TASK TO CARRY OUT:
Pick up the timeline on psychiatry and Nazi racial ideology below, and carry it forward from its last sentence.

TEXT UNDER STUDY:
******************************

Nowhere is that more evident than in Nazi Germany from the 1930s to 1945.
In 1999, German psychiatrists publicly admitted that psychiatry had spawned "eugenics" and the racial "inferiority/superiority" ideology almost three decades before the Nazis took power in 1933. Indeed, it was this ideology that turned the Nazis into mass murderers. The following is a brief history:
1895: German psychiatrist Alfred Ploetz and jurist, Karl Binding, published their theories about race inferiority in the book, The Fitness of Our Race and the Protection of the Weak. In 1909, Ploetz founded the German Society for Racial Hygiene. Ploetz's theory was that destroying unworthy life was "purely a healing treatment."
1920s: Psychiatrist Alfred Hoch's book, Permission to Destroy Life Unworthy of Life, demanded euthanasia be conducted on "mental defectives." This, and another psychiatric text, Human Genetics and Racial Hygiene, helped form the "scientific" basis for the Nazi racial purity program.

******************************

EXTRACTED INFORMATION:
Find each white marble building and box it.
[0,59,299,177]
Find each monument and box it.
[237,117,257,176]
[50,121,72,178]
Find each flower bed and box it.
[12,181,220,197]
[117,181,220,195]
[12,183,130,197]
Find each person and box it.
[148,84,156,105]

******************************

EXERCISE RESPONSE:
According to Hoche and Binding, the acceleration of the death process is not an act of murder but "in truth a pure act of healing" and there are people who are "worthless" to society. Primary among these are the inmates of the "idiot institutes," who are "not only worthless, but of absolutely negative value." As for the "incurably dumb," "Their death will not be missed in the least except maybe in the hearts of their mother or guardian.... When we become more advanced, we will probably be saving those poor humans from themselves."
1933: The German psychiatric community's ideology of racial purity found fertile ground in the new Nazified Germany. Adolf Hitler's accession to power was a major gain. Psychiatrist Ernst Rüdin's Sterilization Law was passed.
1934: The first step in psychiatry's eugenics master plan was sterilization and castration for those deemed biologically unsound. This included the mentally ill, intellectually handicapped, homosexuals and "colored" people. To "cleanse the nation of impure and undesirable elements," it is estimated that between 1934 and 1945, up to 350,000 people were sterilized.
1935: In 1935, with the enactment of the Nuremberg Laws, Jews were relegated to sub-citizens by reason of race.
1940: The first "gassing test" was conducted at Brandenburg institution; 18-20 people were exterminated while psychiatrists and staff watched. The "T4" euthanasia program was launched by German psychiatrists to further the objective of a pure German nation, and the first gas chambers were installed in mental institutions. Between 1940 and 1944, 300,000 "mental" patients were murdered by gassing, starvation or drug overdose.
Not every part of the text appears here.